§ EXTRACT PROVIDED:

※

Why are there so many genes at the top of my volcano plot?

Learn why volcano plots for single cell RNA-seq experiments might have a pile-up of genes at the top of the plot

If you’ve ever wondered why certain genes appear clustered at the top of your volcano plot, with a y-value of 310, you’re not alone! This phenomenon happens when genes have extremely small adjusted p-values, which are statistically significant but cannot be plotted accurately beyond a certain threshold. Let's break down what’s going on.

image-1

Understanding the volcano plot

Volcano plots are a commonly used tool in differential expression analysis to visually represent the results of your single cell RNA-seq experiment. On the plot:

  • The y-axis typically represents the -log10 of the adjusted p-value, a measure of statistical significance.
  • The x-axis shows the fold-change in gene expression between conditions.

The purpose of the volcano plot is to highlight genes that show significant changes in expression, allowing you to quickly identify potential biomarkers or interesting candidates for further investigation.

Why do I have genes piled up at the top of my plot?

When a gene’s adjusted p-value is extremely small (close to zero), its statistical significance is so high that it can’t be accurately visualized using regular plotting methods. This is because of how computers handle numbers - there’s a limit to how small an adjusted p-value can be before it gets rounded down to zero.

As a result, when a gene has an adjusted p-value that rounds to zero, it can cause a “pile-up” of genes at the very top of the plot, all appearing with the same high significance.

Why do my genes max out on the y-axis at 310?

The y-axis of a volcano plot typically uses the -log10 transformation of the adjusted p-value. As adjusted p-values get smaller, the -log10 value increases. However, there is a practical limit: due to numerical representation limitations in R, the programming language used to run differential expression analysis, any adjusted p-value smaller than 2.225074e-308 is treated as zero, and its true value cannot be represented. Since you can't calculate the -log10 of zero, these values are capped for visualization.

※

§ DATASET RECORDS:
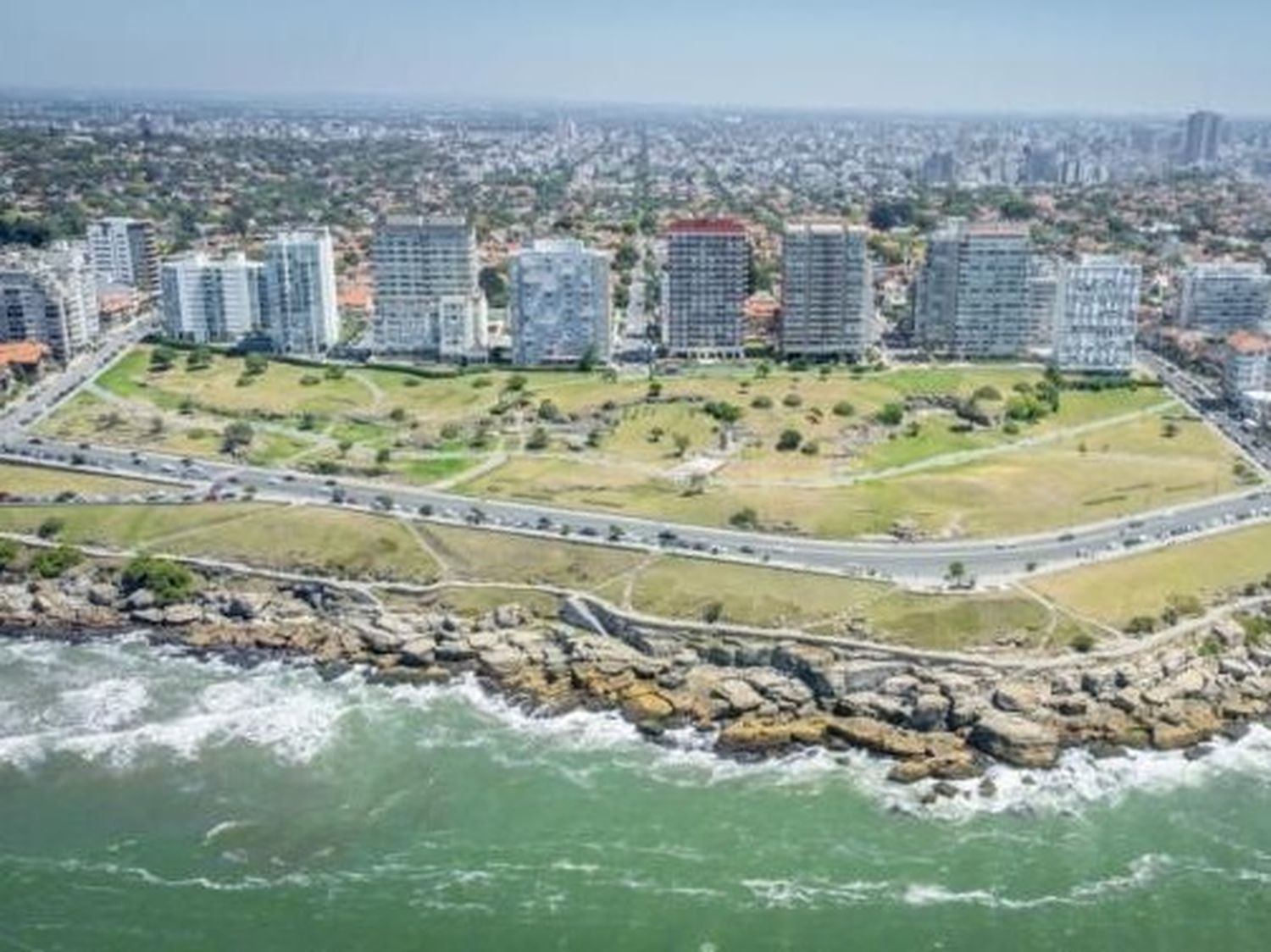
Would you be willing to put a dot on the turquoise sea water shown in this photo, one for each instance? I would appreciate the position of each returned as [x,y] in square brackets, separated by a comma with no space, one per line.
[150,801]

※

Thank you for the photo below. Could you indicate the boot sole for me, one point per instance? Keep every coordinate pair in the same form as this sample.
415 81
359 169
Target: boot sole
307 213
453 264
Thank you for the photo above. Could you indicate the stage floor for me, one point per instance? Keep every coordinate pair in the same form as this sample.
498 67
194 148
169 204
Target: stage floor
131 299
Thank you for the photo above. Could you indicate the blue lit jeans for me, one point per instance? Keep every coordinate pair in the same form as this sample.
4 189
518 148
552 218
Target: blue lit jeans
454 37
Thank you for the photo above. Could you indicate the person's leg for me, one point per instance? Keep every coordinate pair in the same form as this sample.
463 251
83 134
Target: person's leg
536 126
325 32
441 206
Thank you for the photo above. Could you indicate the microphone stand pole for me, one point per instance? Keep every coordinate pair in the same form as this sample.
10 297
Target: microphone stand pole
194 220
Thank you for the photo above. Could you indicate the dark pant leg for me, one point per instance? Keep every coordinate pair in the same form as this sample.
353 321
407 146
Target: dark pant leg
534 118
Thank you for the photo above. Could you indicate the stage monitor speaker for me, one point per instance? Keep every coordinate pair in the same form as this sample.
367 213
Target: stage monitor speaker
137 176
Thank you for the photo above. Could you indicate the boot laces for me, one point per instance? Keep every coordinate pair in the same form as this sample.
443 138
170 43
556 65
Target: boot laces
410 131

※

§ DIRECTIONS FOR THIS TASK: Please print the volcano plot explainer again in full, word for word. None of the records have any bearing on this.

§ ANSWER TO THE PROBLEM:
Why are there so many genes at the top of my volcano plot?

Learn why volcano plots for single cell RNA-seq experiments might have a pile-up of genes at the top of the plot

If you’ve ever wondered why certain genes appear clustered at the top of your volcano plot, with a y-value of 310, you’re not alone! This phenomenon happens when genes have extremely small adjusted p-values, which are statistically significant but cannot be plotted accurately beyond a certain threshold. Let's break down what’s going on.

image-1

Understanding the volcano plot

Volcano plots are a commonly used tool in differential expression analysis to visually represent the results of your single cell RNA-seq experiment. On the plot:

  • The y-axis typically represents the -log10 of the adjusted p-value, a measure of statistical significance.
  • The x-axis shows the fold-change in gene expression between conditions.

The purpose of the volcano plot is to highlight genes that show significant changes in expression, allowing you to quickly identify potential biomarkers or interesting candidates for further investigation.

Why do I have genes piled up at the top of my plot?

When a gene’s adjusted p-value is extremely small (close to zero), its statistical significance is so high that it can’t be accurately visualized using regular plotting methods. This is because of how computers handle numbers - there’s a limit to how small an adjusted p-value can be before it gets rounded down to zero.

As a result, when a gene has an adjusted p-value that rounds to zero, it can cause a “pile-up” of genes at the very top of the plot, all appearing with the same high significance.

Why do my genes max out on the y-axis at 310?

The y-axis of a volcano plot typically uses the -log10 transformation of the adjusted p-value. As adjusted p-values get smaller, the -log10 value increases. However, there is a practical limit: due to numerical representation limitations in R, the programming language used to run differential expression analysis, any adjusted p-value smaller than 2.225074e-308 is treated as zero, and its true value cannot be represented. Since you can't calculate the -log10 of zero, these values are capped for visualization.